Image annotation data:
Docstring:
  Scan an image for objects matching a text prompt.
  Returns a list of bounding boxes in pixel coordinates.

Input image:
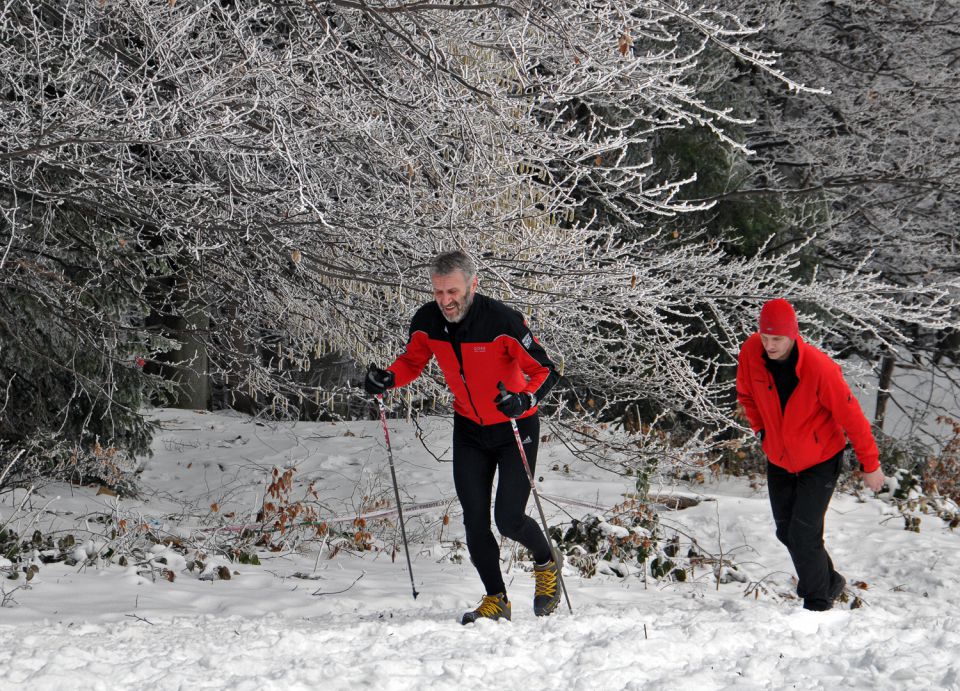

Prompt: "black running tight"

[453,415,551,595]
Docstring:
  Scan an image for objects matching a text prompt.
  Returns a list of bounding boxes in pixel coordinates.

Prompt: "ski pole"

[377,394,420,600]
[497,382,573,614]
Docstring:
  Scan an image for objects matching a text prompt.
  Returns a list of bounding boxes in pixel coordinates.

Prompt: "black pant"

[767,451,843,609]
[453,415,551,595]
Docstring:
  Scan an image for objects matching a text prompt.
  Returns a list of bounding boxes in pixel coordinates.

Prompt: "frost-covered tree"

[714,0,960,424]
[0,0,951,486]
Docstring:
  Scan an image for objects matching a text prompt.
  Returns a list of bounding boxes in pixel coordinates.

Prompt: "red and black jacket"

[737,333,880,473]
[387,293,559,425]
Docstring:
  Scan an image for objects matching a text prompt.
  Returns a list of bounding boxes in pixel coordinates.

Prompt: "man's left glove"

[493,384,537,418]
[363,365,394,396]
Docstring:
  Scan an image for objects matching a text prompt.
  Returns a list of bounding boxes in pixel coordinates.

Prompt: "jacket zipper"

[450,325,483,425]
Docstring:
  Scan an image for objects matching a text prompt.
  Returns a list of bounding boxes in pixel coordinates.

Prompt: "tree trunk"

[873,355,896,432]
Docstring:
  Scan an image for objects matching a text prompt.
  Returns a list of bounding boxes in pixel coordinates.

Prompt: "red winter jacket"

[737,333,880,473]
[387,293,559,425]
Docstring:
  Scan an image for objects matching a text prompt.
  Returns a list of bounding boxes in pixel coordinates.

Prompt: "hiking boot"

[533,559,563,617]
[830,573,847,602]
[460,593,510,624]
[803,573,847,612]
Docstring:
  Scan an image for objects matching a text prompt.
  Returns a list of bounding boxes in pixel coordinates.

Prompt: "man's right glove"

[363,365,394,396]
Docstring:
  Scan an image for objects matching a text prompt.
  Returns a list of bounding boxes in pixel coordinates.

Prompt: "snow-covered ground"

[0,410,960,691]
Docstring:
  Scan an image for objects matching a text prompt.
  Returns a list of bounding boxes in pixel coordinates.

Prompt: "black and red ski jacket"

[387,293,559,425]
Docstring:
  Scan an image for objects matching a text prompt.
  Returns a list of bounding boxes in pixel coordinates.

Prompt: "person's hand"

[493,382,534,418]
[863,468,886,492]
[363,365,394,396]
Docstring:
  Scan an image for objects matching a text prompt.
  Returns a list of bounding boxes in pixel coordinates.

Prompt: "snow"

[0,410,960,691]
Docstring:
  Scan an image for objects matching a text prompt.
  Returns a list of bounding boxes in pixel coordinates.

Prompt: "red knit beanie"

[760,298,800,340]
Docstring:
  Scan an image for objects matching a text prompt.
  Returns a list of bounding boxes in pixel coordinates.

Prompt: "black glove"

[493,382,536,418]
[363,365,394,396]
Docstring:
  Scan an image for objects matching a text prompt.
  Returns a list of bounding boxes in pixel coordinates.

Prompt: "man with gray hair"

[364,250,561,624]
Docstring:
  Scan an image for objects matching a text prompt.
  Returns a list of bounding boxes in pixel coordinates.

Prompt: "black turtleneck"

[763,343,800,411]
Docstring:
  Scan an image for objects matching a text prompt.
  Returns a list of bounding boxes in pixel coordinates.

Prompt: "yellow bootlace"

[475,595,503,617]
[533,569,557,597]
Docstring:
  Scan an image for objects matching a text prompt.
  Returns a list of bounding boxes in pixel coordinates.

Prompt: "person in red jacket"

[REQUIREMENTS] List each line in the records that contains the word "tree".

[EXERCISE ANSWER]
Prompt: "frost-covered tree"
Prompt: "tree trunk"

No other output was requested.